### Given problem 1
Rewrite the passage of the sweatshirt tutorial from "104″ of round" to "for this project.", replacing "kangaroo pocket" with "pouch pocket".

### Text passage
+===+
I love to take seemingly unfashionable, frumpy-looking garments and give them a makeover – and boxy men’s sweatshirts are in dire need of some redo! The following tutorial I have adapted from the incredible book “Kakkoii Kuchu-ru Rimeeku” (“Cool Couture Remake”) by Hiroko Yamase (Bunka Publishing, 2009).
Unfortunately there is no English translation available (able translator right here, Bunka Pub.!! *hint hint*) and I would not recommend buying it unless you read Japanese very fluently or are able to make incredible leaps in logic while following the directions [in which not all steps are illustrated]. (There are also some mistakes in the Japanese, missing directions, and mistaken diagrams…something a better editor should have caught.) The first half of the book is devoted to refashioning men’s sweatshirts and tees into feminine, draped garments, featuring the incomparable supermodel Ai Tominaga modeling, and the latter half deals with men’s button-down shirts into…um, slightly less-fashionable, more girly pieces. (We won’t mention the last third where scarves and neckties are used to create clothing – a section best left forgotten.) But the first half of the book is stellar, and has some great ideas in it…The original “Button Blouse” in the book is now my “Convertible Blouson Tunic,” and I’ve adjusted measurements for our sizing system, Western bodies, sewing notions, and I’ve changed the methodology here and there.
Read how to after the jump…
3 Men’s XL Sweatshirts (we will call them Sweatshirts A, B, and C)**
10 buttons 3/4″ diameter (shanked, not the kind with holes on the face)
104″ of round cord elastic, any color (will be trimmed to around 54″ in Step 8)
3/8″ wide elastic, any color (see Step 11) for length)
**Notes regarding sweatshirts:
*A Men’s XL sweatshirt measures approximately 26″ from side to side, and 30″ long from side of neck to hem.
*Do not use sweatshirts with front kangaroo pocket – this will have to be removed. Style of neck does not matter (crewneck, v-neck).
*Medium-weight fleeced sweatshirts are used for this project.
+===+
### Dataset content
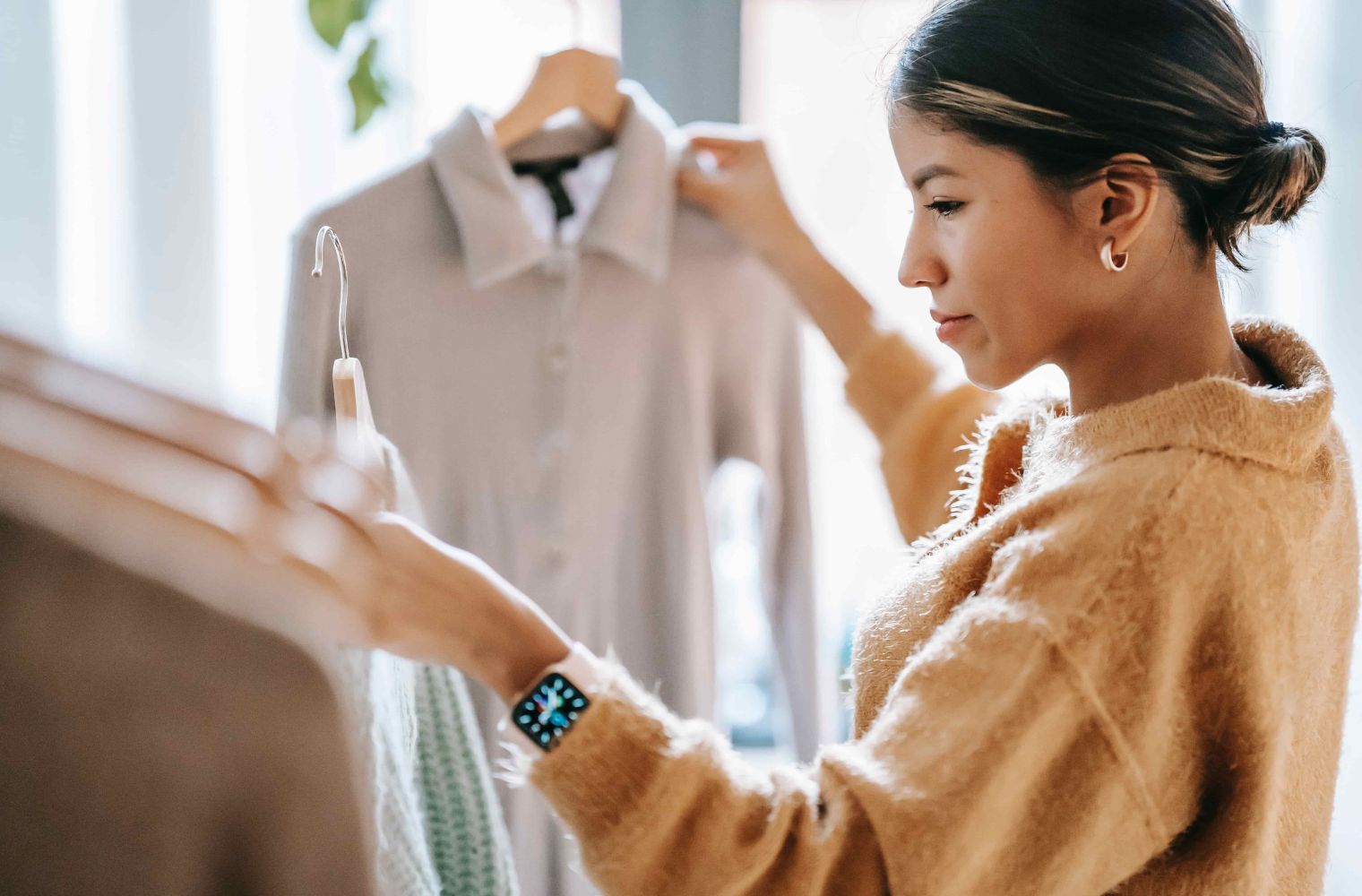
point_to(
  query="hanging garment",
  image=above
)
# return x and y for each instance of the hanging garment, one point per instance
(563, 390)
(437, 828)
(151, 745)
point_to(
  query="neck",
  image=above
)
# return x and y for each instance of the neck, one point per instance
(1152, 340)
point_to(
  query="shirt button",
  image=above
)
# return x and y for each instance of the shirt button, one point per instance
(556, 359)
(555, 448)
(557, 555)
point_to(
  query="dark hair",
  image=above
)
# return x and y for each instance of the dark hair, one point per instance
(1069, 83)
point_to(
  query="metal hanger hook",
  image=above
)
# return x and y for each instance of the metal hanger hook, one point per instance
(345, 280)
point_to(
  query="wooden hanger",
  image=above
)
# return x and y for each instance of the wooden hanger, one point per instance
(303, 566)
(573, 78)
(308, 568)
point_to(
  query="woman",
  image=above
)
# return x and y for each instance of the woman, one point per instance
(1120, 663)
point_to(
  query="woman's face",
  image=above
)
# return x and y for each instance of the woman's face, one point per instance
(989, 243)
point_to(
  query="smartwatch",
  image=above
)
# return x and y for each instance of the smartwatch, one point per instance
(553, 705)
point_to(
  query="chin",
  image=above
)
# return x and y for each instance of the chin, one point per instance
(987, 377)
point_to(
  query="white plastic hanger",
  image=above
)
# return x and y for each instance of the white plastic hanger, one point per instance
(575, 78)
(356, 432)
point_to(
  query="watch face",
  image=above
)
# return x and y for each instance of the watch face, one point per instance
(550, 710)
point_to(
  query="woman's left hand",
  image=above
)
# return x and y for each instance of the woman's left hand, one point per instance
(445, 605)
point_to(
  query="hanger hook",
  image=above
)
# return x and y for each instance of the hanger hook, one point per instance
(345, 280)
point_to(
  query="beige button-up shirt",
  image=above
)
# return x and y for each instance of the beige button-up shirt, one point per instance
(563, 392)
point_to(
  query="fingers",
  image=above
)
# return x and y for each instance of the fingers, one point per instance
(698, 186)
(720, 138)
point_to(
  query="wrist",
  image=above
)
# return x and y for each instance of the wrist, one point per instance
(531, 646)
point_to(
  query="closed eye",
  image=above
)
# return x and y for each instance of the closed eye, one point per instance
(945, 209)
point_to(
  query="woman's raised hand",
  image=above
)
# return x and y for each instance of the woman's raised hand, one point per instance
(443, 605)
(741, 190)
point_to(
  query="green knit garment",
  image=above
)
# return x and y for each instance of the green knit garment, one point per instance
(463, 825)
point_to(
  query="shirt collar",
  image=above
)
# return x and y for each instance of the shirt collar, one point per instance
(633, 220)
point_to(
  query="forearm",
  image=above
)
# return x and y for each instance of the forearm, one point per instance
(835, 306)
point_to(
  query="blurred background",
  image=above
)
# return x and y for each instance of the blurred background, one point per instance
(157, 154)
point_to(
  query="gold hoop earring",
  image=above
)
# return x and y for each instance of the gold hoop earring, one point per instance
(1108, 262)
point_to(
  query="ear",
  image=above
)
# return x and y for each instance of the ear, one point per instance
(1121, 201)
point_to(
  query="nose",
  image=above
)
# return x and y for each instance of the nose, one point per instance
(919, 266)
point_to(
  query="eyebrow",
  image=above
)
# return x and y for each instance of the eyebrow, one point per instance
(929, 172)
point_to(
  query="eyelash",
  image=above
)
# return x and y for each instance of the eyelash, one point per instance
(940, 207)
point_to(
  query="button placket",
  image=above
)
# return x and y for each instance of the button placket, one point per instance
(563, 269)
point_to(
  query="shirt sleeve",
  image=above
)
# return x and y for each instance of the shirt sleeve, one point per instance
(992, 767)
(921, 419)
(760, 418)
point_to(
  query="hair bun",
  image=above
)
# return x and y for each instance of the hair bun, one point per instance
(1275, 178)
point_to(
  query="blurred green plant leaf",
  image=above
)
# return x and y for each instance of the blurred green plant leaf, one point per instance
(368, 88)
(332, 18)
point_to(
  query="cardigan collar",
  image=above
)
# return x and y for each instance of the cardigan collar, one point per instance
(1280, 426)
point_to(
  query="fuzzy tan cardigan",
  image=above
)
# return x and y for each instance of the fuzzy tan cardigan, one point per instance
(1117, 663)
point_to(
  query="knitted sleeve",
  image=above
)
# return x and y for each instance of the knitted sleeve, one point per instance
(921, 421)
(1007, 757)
+===+
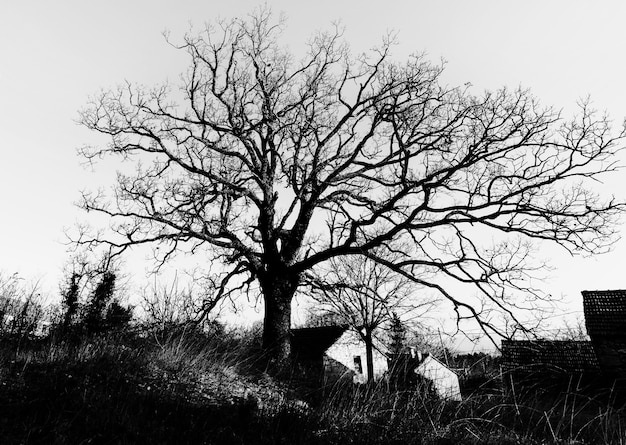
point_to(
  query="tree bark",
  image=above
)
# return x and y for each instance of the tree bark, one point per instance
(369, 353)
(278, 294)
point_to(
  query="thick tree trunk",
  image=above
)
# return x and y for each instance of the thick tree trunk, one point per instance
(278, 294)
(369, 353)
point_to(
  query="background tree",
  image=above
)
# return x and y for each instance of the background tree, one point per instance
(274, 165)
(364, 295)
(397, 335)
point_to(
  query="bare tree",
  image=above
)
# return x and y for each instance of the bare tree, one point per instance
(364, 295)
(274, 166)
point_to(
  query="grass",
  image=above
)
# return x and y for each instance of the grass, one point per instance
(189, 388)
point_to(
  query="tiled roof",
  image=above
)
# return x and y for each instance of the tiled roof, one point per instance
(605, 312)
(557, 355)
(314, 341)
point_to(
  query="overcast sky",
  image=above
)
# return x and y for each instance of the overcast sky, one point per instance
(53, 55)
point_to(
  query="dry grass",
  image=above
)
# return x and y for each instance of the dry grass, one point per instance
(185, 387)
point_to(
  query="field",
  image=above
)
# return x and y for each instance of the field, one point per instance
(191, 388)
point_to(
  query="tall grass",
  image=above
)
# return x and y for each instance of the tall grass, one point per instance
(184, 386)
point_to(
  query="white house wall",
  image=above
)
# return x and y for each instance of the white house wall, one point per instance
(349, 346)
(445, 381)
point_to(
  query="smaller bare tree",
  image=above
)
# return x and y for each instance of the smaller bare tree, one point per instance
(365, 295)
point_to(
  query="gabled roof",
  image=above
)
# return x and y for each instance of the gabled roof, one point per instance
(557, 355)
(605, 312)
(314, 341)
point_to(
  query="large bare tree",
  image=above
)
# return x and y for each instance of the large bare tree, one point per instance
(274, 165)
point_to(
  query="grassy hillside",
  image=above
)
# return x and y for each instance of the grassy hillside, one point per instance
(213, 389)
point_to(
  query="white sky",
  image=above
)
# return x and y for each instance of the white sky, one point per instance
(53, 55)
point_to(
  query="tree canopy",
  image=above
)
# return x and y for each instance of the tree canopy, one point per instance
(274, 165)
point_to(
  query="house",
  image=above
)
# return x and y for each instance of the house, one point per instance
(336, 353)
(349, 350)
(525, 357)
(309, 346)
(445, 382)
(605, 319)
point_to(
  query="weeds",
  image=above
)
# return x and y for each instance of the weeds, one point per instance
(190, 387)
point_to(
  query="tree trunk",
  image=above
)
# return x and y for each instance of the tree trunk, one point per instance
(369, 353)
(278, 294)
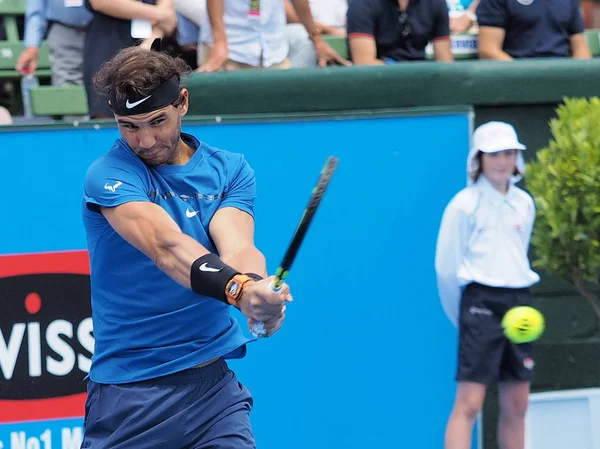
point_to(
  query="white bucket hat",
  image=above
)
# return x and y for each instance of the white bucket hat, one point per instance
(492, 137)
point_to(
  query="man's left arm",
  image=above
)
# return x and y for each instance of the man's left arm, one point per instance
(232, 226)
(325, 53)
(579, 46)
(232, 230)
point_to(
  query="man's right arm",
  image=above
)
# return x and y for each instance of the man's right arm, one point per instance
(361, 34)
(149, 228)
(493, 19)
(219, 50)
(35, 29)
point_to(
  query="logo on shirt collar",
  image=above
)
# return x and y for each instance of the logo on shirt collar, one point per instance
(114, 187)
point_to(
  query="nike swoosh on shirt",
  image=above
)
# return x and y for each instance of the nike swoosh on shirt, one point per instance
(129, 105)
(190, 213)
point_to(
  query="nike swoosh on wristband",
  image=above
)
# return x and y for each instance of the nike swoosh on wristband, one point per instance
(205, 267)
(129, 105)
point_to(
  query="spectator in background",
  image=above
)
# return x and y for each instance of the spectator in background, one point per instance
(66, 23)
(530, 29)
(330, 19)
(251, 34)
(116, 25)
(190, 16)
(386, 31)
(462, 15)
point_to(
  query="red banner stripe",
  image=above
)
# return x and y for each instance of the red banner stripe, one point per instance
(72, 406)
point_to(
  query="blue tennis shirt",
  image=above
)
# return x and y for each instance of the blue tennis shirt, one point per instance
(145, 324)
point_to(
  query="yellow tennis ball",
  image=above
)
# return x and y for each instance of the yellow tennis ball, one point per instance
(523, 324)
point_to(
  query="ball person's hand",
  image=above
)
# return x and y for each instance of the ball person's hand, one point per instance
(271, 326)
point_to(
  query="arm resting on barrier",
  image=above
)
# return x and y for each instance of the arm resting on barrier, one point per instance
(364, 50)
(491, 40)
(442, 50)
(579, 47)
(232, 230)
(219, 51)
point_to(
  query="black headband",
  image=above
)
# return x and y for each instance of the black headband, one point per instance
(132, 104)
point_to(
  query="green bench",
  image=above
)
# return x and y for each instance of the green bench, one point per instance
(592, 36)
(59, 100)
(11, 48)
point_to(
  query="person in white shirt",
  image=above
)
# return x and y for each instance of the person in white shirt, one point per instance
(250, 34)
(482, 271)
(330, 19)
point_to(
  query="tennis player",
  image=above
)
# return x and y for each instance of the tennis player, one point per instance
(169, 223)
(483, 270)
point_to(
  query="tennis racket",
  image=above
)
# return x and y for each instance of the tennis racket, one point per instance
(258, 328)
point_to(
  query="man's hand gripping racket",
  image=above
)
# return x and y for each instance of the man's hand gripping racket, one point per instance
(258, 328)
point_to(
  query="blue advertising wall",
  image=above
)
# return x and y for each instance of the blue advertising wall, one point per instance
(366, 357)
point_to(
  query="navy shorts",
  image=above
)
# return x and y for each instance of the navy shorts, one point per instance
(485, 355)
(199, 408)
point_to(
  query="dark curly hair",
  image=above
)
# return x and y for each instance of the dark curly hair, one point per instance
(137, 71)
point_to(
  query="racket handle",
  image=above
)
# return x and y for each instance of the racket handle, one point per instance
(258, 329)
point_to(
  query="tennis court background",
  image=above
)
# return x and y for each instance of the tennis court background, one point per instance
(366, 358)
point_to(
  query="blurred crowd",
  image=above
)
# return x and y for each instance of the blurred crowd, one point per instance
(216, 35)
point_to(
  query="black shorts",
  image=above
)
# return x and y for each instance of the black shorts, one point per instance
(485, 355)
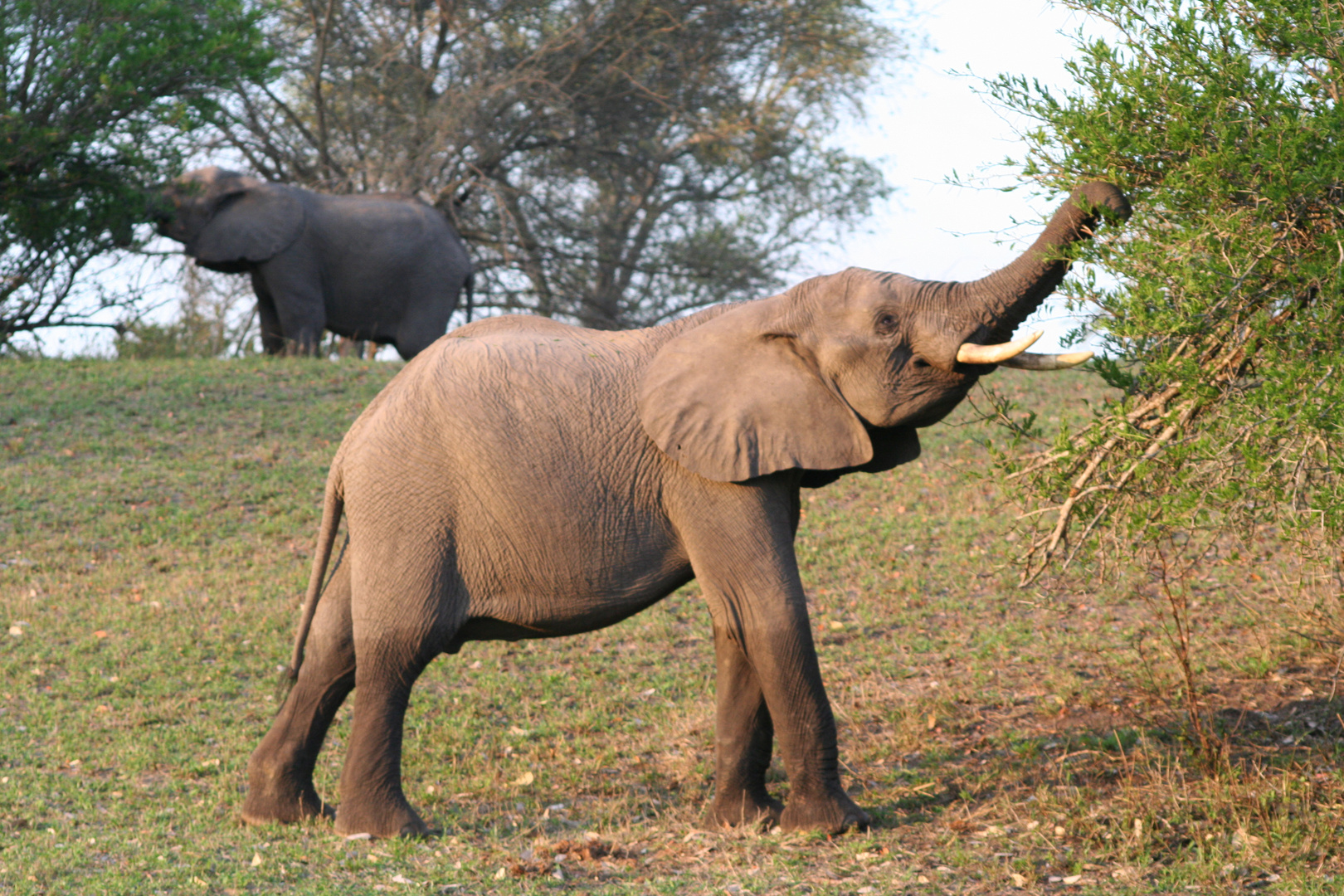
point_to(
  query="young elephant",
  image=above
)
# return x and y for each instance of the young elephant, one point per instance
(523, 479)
+===+
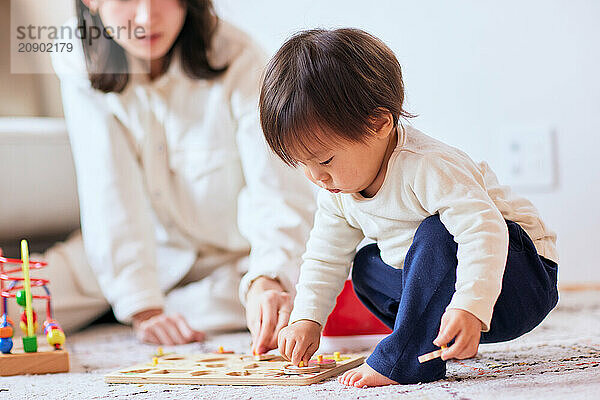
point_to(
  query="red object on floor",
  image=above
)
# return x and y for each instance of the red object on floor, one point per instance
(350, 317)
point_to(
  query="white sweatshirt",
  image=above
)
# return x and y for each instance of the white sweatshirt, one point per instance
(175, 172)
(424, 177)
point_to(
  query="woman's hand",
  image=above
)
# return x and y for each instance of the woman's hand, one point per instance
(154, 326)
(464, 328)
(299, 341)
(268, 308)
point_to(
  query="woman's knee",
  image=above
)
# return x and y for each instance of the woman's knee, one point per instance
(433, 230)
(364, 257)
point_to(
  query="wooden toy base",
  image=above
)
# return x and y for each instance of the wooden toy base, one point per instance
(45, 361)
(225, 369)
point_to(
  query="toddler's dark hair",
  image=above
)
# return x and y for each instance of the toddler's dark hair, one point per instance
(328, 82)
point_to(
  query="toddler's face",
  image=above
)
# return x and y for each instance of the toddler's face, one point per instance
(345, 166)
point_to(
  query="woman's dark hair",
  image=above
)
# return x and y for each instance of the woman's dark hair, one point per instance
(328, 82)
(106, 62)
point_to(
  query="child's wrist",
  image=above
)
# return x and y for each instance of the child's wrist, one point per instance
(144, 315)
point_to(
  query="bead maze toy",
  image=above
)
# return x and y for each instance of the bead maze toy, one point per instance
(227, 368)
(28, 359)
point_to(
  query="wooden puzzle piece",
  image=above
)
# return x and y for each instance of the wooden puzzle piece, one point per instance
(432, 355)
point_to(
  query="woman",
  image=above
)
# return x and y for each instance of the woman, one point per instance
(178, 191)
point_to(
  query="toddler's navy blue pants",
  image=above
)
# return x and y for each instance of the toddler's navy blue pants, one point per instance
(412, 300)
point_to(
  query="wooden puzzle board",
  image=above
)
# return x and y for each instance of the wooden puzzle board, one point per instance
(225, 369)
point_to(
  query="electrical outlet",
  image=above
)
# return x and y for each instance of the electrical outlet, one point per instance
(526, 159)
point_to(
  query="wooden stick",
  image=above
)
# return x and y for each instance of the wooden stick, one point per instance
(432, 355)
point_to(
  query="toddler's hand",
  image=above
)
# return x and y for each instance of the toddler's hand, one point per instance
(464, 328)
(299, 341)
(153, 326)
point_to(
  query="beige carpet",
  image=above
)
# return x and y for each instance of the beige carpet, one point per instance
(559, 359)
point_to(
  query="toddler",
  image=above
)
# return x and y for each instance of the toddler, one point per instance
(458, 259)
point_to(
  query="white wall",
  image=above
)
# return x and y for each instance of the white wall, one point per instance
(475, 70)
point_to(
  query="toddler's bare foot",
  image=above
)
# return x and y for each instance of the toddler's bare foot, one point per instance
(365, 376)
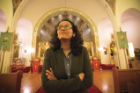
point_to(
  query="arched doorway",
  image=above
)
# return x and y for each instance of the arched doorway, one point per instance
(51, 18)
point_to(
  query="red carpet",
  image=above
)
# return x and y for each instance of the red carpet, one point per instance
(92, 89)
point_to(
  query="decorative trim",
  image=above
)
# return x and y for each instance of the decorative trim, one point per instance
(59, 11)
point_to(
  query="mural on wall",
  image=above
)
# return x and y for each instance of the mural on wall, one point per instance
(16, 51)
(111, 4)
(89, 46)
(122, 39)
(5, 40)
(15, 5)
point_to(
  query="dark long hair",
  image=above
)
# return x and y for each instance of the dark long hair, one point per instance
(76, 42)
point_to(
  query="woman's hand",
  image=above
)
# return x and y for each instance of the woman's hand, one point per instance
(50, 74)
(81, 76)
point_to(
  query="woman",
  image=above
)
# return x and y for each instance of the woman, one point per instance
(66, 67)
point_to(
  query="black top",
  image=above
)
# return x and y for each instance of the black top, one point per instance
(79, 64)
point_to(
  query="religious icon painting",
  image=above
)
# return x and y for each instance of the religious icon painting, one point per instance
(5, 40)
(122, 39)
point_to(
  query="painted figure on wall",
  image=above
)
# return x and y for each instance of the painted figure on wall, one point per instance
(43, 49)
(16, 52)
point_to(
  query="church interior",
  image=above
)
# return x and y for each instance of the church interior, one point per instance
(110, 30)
+===+
### Given problem 2
Identify every line in the rows above that contains the string "hoop", matching case exactly, and copy each such line.

### Correct output 1
104″ of round cord elastic, any color (will be trimmed to around 54″ in Step 8)
3/8″ wide elastic, any color (see Step 11) for length)
**Notes regarding sweatshirts:
*A Men’s XL sweatshirt measures approximately 26″ from side to side, and 30″ long from side of neck to hem.
*Do not use sweatshirts with front pouch pocket – this will have to be removed. Style of neck does not matter (crewneck, v-neck).
*Medium-weight fleeced sweatshirts are used for this project.

### Correct output 2
  query="gold hoop earring",
# return x and y for each instance of the gold hoop earring, one point per instance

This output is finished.